Extract every line of the records that contains the word "rope".

Items from a labeling collection:
-=-=-

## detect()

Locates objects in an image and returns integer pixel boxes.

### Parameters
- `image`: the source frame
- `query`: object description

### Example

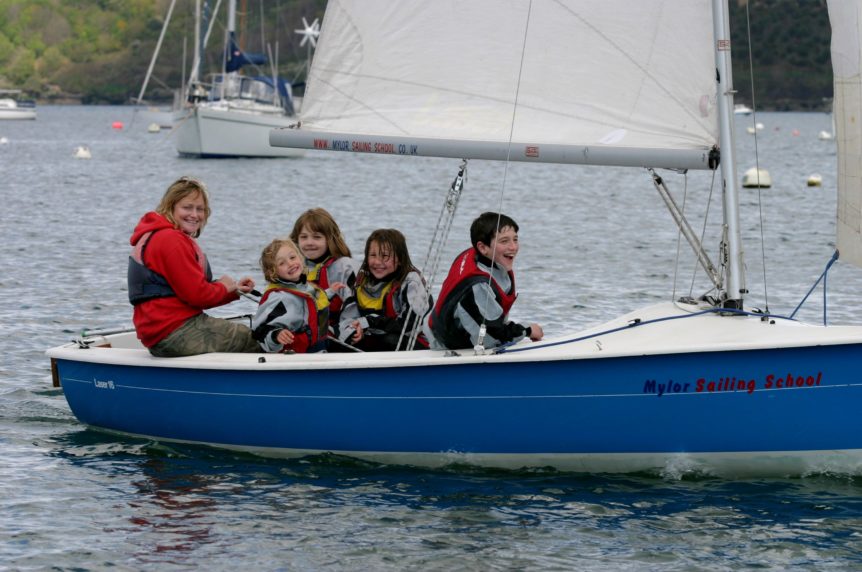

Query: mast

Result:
[137,0,177,105]
[712,0,745,308]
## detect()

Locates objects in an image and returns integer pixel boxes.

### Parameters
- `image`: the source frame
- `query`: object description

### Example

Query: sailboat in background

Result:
[48,0,862,476]
[134,0,181,131]
[173,0,304,157]
[0,89,36,119]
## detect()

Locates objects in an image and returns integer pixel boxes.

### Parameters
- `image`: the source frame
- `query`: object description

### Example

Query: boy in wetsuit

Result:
[425,212,544,350]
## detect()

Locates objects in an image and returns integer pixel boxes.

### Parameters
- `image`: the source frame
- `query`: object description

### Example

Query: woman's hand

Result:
[216,274,237,294]
[350,320,363,344]
[237,276,254,294]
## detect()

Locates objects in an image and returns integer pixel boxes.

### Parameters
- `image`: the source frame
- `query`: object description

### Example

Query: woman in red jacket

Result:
[128,177,260,357]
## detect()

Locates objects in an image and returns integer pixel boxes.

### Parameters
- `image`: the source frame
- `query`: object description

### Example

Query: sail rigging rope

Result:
[473,0,533,355]
[745,2,769,314]
[790,250,838,326]
[395,159,467,351]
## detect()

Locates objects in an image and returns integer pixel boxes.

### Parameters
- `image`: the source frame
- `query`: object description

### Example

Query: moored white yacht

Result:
[173,0,304,157]
[0,89,36,119]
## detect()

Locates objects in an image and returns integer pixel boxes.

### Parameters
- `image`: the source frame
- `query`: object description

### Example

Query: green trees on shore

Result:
[0,0,832,110]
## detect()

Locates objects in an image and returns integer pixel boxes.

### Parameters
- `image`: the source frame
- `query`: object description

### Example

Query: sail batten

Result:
[273,0,718,168]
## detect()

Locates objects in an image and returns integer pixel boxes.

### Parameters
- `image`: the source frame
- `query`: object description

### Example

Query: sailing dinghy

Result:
[48,0,862,475]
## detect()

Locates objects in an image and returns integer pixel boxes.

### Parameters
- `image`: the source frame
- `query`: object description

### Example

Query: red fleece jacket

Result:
[130,212,238,348]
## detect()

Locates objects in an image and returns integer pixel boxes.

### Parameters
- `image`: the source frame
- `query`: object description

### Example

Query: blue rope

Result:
[495,308,793,354]
[790,250,838,326]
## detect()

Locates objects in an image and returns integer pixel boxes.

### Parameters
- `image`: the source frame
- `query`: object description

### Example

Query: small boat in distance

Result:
[0,89,36,119]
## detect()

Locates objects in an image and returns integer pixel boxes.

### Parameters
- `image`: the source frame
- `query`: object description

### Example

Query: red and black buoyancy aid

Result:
[126,229,213,305]
[259,284,329,354]
[428,247,518,349]
[306,256,344,319]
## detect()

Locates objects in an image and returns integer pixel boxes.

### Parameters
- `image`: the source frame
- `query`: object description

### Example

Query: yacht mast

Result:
[712,0,745,308]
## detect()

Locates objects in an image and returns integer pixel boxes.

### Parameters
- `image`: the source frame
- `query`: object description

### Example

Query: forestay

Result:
[829,0,862,266]
[270,0,718,168]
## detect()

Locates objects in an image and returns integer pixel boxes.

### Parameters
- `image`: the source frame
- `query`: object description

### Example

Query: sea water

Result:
[0,106,862,570]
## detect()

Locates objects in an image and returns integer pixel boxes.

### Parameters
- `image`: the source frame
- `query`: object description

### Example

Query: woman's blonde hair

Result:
[260,238,305,282]
[156,177,212,238]
[290,208,350,258]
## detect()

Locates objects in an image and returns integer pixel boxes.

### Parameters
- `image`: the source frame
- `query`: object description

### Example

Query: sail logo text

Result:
[643,371,823,397]
[312,139,419,155]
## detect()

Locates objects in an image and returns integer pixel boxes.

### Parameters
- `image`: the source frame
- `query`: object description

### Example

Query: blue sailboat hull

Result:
[50,338,862,472]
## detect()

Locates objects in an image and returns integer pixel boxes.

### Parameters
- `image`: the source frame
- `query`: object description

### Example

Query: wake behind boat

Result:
[48,0,862,476]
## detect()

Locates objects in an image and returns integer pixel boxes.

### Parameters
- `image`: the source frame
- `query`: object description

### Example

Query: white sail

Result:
[271,0,718,168]
[829,0,862,266]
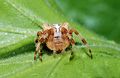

-=-=-

In response:
Query: sail rigging rope
Query: blue rope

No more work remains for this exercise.